-------- Provided text

What is actually the reason of using _ instead of just it? Would it be interpreted as it(it)?

1 Like

Now this is getting really interesting … in the end, nested function calls - with or without named arguments - can be represented as a DAG. Thus, you can think of the functions as nodes/boxes which are connected into more or less complicated call graphs via edges/wires.
Almost all approaches I have seen to simplify working with complicated function chains run into the shortcomings of linear syntax, i.e., assuming a 1-dimensional textual notation. Here are some links on previous art, e.g., using hash maps (dictionaries) for composing functions via named arguments Prismatic’s “Graph” or using higher-order combinators (binary functions) for expressing call chains with non-trivial wiring Arrows.
Using the last example from the Arrows link we would get the following:

f &&& g >>> arr (\ (y, z) -> y + z)   # Haskell arrows

{:a (fnk [x] (f x)), :b (fnk [x] (g x)), :c (fnk [a b] (+ a b))}  ;; Prismatic graph with input :x

x.{        # Your notation
  f         g
  +(them...)
}

Guess that thinking about call graphs as DAG and coming up with a good 2-dimensional notation could be a real revelation. Your approach already covers much ground here, in particular being able to distribute and recollect arguments is very useful … I wonder if more complicated rules like “get the value from 2 steps up and three chains to the left” or something would add much expressive power or be required at all?

3 Likes

Super cool. Is it compatible with broadcast? i.e. if I do like

m = {f, g, h}
mapped_arr = m.(arr)

The only thing I’m not crazy about is the choice of keyword it. I would much prefer the underscore or the dashed box thing.

Another idea is to merge it with the threading / partial application by allowing to apply to everything inside {}. I.e. I had seen someone on slack wishing there were a way to pass rng into every function in a chain like this

@pipe g |> f1(_, rng) |> f2(_, rng) |> f3(_, rng)

Perhaps with the new syntax this could be

@mc g.{f1, f2, f3}(⬚, rng)
2 Likes

It’s a brilliant idea to interpret visually “piping” as a vector (or columns of a matrix) of functions. Many thanks for your efforts and I think it’s a real step forward to the final solution.

----------------
-------- Data shown

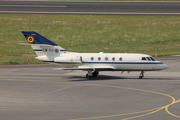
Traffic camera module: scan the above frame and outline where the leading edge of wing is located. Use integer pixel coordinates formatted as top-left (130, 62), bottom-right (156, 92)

----------------

▸ Tasks to complete
A) Please reproduce the part of the thread on function-chaining syntax that begins at the words "Guess that thinking" and ends after the words "dashed box thing.", without changing anything.
B) Carry the thread on function-chaining syntax forward, starting after its last post.

▸ Results
A)
Guess that thinking about call graphs as DAG and coming up with a good 2-dimensional notation could be a real revelation. Your approach already covers much ground here, in particular being able to distribute and recollect arguments is very useful … I wonder if more complicated rules like “get the value from 2 steps up and three chains to the left” or something would add much expressive power or be required at all?

3 Likes

Super cool. Is it compatible with broadcast? i.e. if I do like

m = {f, g, h}
mapped_arr = m.(arr)

The only thing I’m not crazy about is the choice of keyword it. I would much prefer the underscore or the dashed box thing.

B)
Just my two cents: I guess using |> instead of dot would be a little better for compatibility with Base, i.e.

 x |> {f, g}
4 Likes

Hm, interesting idea. My approach here has been to use local pronouns and rely on position instead of using proper names, but this is basically giving things a local nickname.

I think my main reservation is that nicknames only work for fluent interfaces, where the chained object maintains the same type throughout the call chain. For example, when I buy an orange, and I bring it home, and I peel it, and I split it, it’s still an orange (more or less). That’s a fluent call chain.

But not all call chains are fluent. When I chew the orange into a pulp, and I swallow it, and it dissolves in my stomach acid, and it enters my bloodstream, and the mitochondria (the powerhouse of the cell!) within my muscles use its energy to convert adenosine diphosphate into adenosine triphosphate, continuing to call it an orange becomes a bit … strained.

But I should think about it more. Names are useful sometimes.

Nope, it just becomes it=it (at least it did, until I special-cased it so that it just deletes the expression)! For lines where a chain doesn’t do anything though, _ was less visually noisy so I lumped it into the special case. It’s like when the professor writes a long expression on the chalkboard, and on the next line writes two tick-marks to indicate “same as above.”

I’m not settled on using _ as a stand-in for “do nothing here,” because I don’t know what Julia will eventually decide to do with _, but it has the right feel to it. In the concept where _ denotes partial application, which is my hope, my intuition for a single _ on its own feels like it is requesting the identity function, which is perfect here.

The character I really wanted was (\vdots), but it’s a binary operator in the language so the parser doesn’t allow me to leave it in a column by itself. Drats!

I already experienced this when making my toy demo code; managing alignment is a hassle. I think the issue though, is that IDEs haven’t been made to offer help in arranging 2D code, because such code doesn’t really exist. (Why should I invest time and effort making a tool to help people do something they can’t do?) It’s a catch-22.

But sometimes it’s just easier to reason about a problem graphically, so you might be willing to tough it out even without the aid of tooling. I experienced this too when making my toy demo code.

Eventually the IDE tooling will catch up, if it’s accepted as a feature of the language.

Yup! This works:

julia> {it+1, abs2}.((0,1,2,3))
(1, 4, 9, 16)

Or this:

julia> (0,1,2,3).{{it+1, abs2}.(it)}
(1, 4, 9, 16)

And after some tweaking, this works too now:

julia> (0,1,2,3) .|> {it+1, abs2}
(1, 4, 9, 16)

I don’t have any special syntax for making a chain that broadcasts though. I have mixed feelings about that.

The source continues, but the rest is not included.